### TEXTAUSZUG ###

Als langfristige Kapitalanleger können Versicherer wichtige Impulse für Klimaschutzinvestitionen setzen. Diese müssen aber auch ökonomisch nachhaltig sein.
Versicherer sind als große institutionelle Investoren ideale Partner für die Energiewende
© GDV / Malte Knaack
Der Kampf gegen den Klimawandel ist die Herausforderung des Jahrhunderts. Aus Europa sollen bis 2050 keine neuen Treibhausgase mehr in die Atmosphäre gelangen. Der „Green Deal“ der EU-Kommission ist gleichzeitig eine Wachstumsstrategie. Gut so, denn Klimaschutz und wirtschaftliche Prosperität sind keine Antipoden. Neben der notwendigen Stringenz bei Klimaschutzvorgaben ist aber das richtige Maß an Flexibilität, Marktorientierung und Innovationsförderung erforderlich, denn ohne wachsende Wirtschaft wird Europa keine Vorreiterrolle zukommen können.

### GEGEBENE ANGABEN ###

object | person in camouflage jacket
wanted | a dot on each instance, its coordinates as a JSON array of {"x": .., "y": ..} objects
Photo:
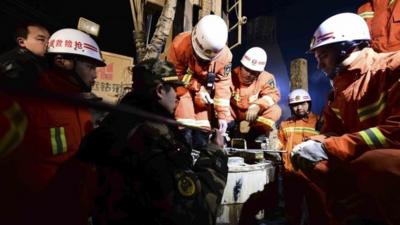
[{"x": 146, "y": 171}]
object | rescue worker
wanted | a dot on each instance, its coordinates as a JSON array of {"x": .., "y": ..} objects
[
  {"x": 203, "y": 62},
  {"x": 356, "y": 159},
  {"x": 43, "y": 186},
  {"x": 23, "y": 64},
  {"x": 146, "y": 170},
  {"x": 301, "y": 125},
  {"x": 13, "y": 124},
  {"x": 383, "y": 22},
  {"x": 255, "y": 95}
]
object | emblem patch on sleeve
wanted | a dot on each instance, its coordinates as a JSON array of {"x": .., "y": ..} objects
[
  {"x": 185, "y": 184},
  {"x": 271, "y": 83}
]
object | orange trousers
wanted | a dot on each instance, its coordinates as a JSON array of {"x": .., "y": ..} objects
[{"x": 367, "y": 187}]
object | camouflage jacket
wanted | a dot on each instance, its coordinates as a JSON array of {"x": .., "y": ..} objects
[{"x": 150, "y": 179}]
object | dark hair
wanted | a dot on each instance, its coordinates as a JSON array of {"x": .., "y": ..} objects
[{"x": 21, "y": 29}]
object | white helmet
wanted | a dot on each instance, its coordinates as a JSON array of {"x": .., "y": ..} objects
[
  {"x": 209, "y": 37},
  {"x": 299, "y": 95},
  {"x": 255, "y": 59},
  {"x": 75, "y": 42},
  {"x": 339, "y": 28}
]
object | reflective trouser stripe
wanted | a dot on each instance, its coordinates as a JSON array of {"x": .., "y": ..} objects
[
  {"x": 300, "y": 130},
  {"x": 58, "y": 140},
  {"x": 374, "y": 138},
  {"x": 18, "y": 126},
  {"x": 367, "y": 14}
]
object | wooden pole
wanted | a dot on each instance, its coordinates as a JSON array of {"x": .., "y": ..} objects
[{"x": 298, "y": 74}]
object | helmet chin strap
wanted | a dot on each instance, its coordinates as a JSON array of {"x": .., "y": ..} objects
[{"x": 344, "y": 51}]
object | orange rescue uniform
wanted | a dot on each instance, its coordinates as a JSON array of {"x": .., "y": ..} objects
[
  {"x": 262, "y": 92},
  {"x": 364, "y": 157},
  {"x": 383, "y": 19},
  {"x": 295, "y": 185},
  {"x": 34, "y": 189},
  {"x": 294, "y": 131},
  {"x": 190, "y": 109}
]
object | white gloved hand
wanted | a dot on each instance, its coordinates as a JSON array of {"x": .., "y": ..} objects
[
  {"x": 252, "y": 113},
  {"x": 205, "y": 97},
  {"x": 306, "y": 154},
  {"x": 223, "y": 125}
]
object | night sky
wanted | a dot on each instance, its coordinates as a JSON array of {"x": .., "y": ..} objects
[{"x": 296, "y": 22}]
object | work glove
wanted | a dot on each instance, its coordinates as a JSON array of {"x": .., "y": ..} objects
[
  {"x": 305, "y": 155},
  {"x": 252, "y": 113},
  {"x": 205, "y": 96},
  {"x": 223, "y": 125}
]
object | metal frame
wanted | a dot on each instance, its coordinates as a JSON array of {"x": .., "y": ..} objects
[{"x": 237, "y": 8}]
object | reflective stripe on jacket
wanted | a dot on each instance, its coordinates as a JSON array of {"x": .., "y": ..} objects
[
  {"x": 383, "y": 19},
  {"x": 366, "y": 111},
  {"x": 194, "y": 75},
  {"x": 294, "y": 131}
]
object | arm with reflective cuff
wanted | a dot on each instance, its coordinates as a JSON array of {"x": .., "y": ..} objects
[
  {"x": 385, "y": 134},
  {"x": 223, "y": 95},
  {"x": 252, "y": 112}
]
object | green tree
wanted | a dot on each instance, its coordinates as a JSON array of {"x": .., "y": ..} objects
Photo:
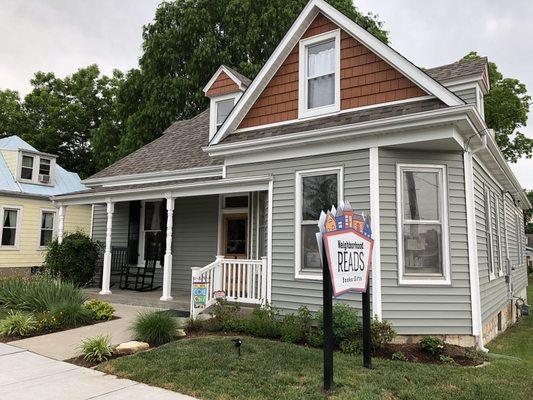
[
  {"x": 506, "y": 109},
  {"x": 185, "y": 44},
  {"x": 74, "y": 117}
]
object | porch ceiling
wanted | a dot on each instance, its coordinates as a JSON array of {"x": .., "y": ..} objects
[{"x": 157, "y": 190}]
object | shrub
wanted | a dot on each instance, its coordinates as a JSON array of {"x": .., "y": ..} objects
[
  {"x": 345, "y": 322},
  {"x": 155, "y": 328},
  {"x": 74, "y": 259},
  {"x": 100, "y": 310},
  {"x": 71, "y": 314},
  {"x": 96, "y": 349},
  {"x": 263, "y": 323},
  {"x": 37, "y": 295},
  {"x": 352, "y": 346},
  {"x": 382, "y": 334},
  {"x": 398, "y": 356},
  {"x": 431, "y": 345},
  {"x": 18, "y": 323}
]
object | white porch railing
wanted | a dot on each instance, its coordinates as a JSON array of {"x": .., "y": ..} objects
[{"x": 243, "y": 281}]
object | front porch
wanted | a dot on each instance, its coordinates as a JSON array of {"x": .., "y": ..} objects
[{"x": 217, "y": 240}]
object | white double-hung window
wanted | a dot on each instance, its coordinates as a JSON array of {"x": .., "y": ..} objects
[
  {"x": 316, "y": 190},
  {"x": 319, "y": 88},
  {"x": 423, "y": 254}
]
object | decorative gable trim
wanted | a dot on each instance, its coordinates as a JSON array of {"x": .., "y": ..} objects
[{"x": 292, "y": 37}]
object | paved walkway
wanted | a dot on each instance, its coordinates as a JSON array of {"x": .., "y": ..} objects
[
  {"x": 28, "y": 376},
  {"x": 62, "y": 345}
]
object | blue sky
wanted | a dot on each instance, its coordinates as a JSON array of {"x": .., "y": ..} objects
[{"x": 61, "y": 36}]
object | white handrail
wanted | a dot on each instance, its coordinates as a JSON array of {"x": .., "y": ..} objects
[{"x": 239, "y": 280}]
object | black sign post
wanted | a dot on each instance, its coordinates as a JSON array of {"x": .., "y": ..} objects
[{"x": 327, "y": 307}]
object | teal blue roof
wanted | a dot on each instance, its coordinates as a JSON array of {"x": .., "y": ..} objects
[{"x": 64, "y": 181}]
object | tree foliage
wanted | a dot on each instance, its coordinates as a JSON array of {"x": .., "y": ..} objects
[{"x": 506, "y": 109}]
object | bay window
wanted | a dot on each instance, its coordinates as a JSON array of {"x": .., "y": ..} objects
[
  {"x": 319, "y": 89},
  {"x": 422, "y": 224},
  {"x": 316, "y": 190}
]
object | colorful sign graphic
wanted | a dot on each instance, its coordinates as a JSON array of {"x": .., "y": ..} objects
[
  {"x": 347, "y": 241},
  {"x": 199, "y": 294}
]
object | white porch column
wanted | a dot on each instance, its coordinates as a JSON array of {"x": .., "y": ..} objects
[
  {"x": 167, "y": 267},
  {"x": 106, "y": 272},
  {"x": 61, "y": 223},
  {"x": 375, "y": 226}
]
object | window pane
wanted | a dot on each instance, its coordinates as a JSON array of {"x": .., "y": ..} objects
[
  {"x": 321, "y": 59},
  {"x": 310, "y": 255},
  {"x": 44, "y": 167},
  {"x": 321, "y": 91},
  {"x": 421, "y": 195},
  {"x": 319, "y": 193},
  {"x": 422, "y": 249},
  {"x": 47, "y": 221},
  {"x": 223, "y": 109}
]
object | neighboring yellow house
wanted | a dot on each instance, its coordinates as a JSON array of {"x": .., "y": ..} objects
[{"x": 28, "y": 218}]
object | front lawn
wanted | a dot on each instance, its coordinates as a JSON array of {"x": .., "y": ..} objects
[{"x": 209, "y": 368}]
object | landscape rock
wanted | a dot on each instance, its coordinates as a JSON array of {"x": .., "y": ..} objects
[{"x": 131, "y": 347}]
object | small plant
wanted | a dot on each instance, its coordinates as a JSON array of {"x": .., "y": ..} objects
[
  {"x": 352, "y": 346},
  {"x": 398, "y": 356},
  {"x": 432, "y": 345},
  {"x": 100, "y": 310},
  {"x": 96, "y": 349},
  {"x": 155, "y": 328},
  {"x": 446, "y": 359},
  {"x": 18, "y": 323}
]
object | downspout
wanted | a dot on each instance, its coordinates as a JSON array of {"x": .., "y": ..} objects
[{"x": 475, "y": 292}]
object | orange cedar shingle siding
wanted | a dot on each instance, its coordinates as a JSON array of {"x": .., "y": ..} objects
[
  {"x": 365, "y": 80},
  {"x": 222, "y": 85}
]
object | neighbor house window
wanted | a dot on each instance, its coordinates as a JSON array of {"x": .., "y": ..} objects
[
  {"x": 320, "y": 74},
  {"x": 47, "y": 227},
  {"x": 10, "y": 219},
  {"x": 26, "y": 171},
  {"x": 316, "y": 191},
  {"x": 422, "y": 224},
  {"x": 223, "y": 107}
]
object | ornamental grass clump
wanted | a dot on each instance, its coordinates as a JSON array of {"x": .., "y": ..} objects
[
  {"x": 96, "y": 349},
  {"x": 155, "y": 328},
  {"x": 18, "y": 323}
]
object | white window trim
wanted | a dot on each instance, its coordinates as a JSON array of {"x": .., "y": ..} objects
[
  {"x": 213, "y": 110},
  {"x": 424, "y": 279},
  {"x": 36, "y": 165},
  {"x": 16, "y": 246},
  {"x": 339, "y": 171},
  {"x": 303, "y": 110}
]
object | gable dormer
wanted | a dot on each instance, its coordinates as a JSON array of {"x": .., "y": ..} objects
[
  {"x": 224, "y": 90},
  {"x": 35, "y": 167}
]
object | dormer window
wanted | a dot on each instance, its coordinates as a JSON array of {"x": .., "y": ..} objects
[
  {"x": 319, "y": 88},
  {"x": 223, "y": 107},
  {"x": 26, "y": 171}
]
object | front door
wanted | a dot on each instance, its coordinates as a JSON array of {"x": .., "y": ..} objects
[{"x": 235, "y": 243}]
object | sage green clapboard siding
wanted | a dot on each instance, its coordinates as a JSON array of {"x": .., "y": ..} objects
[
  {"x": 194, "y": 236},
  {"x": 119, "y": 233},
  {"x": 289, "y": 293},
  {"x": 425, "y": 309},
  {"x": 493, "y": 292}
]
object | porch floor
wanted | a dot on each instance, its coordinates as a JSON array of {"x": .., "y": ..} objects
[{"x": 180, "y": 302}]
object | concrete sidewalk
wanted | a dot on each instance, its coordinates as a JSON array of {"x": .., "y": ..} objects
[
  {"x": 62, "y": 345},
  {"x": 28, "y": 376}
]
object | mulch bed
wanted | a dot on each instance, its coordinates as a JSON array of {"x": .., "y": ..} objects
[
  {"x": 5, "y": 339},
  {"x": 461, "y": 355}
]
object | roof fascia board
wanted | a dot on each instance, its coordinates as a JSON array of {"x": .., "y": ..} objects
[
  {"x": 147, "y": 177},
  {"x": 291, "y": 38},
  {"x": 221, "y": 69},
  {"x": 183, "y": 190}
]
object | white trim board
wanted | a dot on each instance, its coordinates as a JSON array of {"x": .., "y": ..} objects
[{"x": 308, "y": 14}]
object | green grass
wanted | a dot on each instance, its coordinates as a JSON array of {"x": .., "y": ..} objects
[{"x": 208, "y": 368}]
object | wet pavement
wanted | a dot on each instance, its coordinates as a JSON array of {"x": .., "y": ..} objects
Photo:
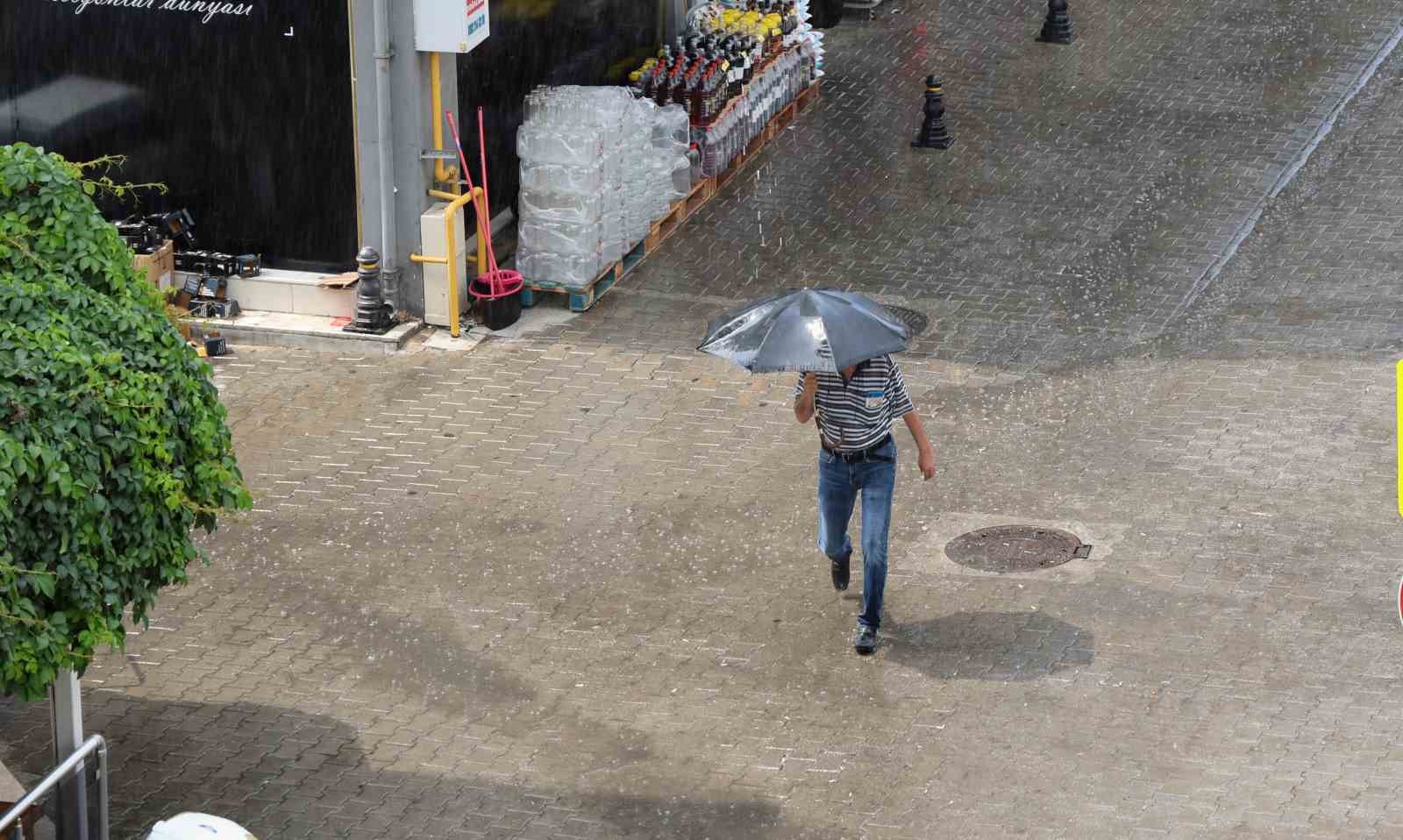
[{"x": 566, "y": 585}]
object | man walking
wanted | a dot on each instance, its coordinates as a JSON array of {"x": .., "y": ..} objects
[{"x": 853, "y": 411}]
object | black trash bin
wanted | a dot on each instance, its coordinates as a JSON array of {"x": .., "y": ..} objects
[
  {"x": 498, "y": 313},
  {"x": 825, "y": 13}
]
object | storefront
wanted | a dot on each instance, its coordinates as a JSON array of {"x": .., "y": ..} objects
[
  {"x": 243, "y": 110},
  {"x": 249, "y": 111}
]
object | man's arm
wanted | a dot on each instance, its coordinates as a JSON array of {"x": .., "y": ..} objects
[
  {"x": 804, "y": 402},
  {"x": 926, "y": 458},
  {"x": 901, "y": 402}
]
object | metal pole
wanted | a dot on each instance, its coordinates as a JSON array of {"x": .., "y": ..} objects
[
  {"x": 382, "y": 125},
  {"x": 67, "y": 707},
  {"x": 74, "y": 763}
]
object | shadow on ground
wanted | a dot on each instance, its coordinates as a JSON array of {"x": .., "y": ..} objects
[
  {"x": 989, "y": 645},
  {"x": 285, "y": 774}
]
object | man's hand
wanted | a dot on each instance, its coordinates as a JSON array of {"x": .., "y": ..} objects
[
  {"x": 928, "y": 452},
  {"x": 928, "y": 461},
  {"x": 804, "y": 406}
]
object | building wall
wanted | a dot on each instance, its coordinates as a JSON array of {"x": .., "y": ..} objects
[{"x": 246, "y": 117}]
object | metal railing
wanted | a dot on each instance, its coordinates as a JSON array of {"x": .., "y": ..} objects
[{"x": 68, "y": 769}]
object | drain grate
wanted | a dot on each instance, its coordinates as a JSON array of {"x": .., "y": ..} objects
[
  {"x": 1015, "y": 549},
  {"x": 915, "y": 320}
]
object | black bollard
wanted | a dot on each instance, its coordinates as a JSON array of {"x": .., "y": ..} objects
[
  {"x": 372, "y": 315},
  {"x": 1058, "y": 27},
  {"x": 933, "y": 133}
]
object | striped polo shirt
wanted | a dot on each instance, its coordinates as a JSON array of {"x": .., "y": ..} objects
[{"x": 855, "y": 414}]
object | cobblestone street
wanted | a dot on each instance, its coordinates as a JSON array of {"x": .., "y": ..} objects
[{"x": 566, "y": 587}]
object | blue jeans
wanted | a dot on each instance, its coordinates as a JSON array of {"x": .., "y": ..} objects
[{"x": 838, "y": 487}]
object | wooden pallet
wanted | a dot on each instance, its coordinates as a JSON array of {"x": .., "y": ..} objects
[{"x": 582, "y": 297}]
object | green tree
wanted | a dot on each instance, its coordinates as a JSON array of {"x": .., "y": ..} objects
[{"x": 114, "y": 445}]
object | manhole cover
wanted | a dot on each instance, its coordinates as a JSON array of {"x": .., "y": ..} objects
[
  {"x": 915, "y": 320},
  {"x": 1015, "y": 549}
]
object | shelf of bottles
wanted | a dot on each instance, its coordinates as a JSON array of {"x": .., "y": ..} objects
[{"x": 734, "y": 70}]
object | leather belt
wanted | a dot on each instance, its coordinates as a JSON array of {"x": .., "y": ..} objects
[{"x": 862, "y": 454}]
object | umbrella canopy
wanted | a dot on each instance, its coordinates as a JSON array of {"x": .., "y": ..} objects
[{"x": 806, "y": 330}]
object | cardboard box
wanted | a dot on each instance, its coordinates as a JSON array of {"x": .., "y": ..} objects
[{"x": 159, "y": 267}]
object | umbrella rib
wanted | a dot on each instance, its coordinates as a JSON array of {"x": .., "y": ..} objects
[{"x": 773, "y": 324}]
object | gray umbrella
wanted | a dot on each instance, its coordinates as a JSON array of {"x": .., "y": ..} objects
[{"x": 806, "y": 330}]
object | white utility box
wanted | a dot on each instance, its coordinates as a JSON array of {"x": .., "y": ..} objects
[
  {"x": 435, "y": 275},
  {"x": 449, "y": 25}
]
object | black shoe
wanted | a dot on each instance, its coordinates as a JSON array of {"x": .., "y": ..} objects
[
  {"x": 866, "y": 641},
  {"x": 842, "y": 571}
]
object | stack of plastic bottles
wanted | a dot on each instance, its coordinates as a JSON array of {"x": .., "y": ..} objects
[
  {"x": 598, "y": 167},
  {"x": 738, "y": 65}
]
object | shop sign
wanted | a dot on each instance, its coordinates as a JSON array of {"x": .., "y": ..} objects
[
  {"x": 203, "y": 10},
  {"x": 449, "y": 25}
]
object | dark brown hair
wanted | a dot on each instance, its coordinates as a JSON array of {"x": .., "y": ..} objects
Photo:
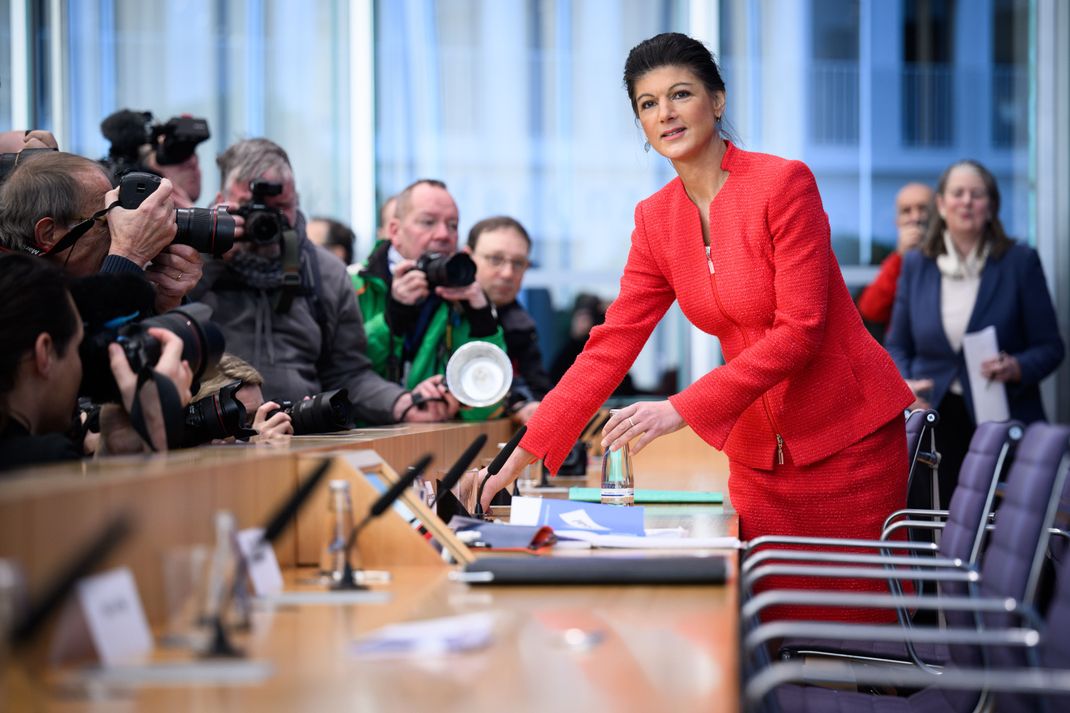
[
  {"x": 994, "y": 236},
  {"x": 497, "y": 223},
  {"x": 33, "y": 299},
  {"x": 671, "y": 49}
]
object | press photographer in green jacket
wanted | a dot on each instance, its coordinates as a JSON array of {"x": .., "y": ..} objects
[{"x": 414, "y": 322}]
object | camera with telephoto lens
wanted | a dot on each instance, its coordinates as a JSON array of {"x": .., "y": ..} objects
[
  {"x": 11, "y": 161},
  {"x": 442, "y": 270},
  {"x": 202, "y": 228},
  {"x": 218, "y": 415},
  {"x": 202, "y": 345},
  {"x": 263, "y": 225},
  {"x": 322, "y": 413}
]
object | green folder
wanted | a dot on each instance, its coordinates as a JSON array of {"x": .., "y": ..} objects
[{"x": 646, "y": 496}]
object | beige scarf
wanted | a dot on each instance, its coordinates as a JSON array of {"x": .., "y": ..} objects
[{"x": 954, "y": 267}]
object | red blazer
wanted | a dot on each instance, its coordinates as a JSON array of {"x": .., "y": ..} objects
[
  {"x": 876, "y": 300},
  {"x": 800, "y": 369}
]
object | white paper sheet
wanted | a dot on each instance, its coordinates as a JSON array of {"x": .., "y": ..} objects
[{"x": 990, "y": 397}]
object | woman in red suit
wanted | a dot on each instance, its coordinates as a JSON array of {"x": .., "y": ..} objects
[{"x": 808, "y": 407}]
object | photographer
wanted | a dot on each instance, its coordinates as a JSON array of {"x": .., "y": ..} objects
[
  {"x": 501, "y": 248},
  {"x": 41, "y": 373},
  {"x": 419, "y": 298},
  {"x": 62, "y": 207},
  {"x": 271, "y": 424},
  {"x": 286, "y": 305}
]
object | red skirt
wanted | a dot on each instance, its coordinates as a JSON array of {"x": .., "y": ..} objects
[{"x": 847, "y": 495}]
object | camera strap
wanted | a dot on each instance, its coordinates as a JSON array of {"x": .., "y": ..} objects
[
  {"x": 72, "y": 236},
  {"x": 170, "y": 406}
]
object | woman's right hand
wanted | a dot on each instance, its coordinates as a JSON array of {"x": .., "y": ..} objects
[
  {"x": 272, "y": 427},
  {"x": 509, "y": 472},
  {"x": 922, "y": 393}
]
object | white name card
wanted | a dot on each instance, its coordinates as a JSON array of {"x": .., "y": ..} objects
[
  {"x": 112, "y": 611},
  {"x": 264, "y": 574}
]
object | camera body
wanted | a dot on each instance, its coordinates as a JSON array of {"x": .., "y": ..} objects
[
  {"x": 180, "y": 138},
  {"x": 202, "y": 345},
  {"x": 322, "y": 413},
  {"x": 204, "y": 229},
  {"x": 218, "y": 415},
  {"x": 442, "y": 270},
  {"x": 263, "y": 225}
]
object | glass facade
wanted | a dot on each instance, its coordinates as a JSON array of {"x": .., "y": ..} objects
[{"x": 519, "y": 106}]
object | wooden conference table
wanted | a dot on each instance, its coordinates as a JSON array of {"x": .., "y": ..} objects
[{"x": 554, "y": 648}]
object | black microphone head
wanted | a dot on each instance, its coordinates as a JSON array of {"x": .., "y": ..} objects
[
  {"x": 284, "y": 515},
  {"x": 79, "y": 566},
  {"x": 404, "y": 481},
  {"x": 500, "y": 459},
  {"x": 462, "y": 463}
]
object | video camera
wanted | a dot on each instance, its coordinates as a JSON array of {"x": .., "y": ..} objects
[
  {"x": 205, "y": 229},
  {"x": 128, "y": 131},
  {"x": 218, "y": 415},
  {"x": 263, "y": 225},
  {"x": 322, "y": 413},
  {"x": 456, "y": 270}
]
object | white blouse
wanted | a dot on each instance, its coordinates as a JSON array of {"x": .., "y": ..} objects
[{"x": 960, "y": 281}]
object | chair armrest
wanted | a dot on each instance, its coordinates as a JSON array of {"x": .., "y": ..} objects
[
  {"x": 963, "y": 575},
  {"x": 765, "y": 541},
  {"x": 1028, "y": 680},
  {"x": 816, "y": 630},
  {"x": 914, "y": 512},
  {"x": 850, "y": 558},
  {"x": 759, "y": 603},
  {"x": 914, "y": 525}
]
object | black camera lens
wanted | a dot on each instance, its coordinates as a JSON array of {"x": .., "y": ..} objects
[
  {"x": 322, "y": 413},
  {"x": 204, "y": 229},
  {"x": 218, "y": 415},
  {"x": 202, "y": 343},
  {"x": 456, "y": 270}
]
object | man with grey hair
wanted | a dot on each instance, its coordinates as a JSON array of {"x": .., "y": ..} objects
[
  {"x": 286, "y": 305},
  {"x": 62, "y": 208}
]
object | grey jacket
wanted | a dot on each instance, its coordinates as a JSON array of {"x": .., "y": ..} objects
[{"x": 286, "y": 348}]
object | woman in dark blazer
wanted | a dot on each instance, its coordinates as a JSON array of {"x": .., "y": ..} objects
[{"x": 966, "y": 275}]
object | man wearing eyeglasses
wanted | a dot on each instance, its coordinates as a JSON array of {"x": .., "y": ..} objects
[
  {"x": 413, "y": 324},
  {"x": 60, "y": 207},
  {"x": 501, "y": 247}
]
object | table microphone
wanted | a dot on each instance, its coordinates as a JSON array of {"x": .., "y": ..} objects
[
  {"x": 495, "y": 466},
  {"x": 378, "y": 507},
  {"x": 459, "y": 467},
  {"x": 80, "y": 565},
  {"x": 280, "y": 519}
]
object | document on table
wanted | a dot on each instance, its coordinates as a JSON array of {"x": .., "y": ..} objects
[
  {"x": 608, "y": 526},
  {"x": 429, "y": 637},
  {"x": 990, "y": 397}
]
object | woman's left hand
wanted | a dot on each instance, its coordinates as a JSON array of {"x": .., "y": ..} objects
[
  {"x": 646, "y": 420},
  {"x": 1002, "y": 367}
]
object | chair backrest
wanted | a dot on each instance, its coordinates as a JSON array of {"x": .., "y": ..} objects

###

TEILE DER ÜBUNG:
[1] Geben Sie den Textauszug über Versicherer und Klimaschutz zwischen „Als langfristige Kapitalanleger“ und „ökonomisch nachhaltig sein.“ einschließlich wortgetreu wieder.
[2] Beantworten Sie anhand des Textauszugs über Versicherer und Klimaschutz die folgenden Fragen:
(a) In welcher Eigenschaft können Versicherer laut dem ersten Satz wichtige Impulse für Klimaschutzinvestitionen setzen?
(b) Bis zu welchem Jahr sollen aus Europa keine neuen Treibhausgase mehr in die Atmosphäre gelangen?
(c) Was ist der „Green Deal“ der EU-Kommission gleichzeitig?
[3] Schreiben Sie den Textauszug über Versicherer und Klimaschutz im Anschluss an seinen letzten Satz weiter.

DIE ANTWORTEN:
[1]
Als langfristige Kapitalanleger können Versicherer wichtige Impulse für Klimaschutzinvestitionen setzen. Diese müssen aber auch ökonomisch nachhaltig sein.

[2]
(a) Als langfristige Kapitalanleger.
(b) Bis 2050.
(c) Eine Wachstumsstrategie.

[3]
Mit Kapitalanlagen von rund 1,4 Billionen Euro gehören Erstversicherungsunternehmen zu den größten institutionellen Investoren Deutschlands. Versicherer sind deshalb ideale Partner für die Energiewende – auch im eigenen ökonomischen Interesse: Denn bei einer Erderwärmung um durchschnittlich vier Grad wären viele Risiken nicht mehr sinnvoll versicherbar. Auf der anderen Seite gilt es Verlustrisiken aus dem Klimawandel für das eigene Anlageportfolio zu begrenzen. Als langfristiger Kapitalanleger kann die Branche zudem wichtige Impulse für Klimaschutzinvestitionen setzen. Investitionen müssen aber auch ökonomisch nachhaltig sein: Die Sicherheit der Beiträge der Kunden steht an erster Stelle. Alle Klimamodelle zeigen, dass wir uns auf extremere Wetterlagen einstellen müssen. Ob hiermit mehr Schäden einhergehen, hängt von der richtigen Anpassung an die Klimafolgen ab.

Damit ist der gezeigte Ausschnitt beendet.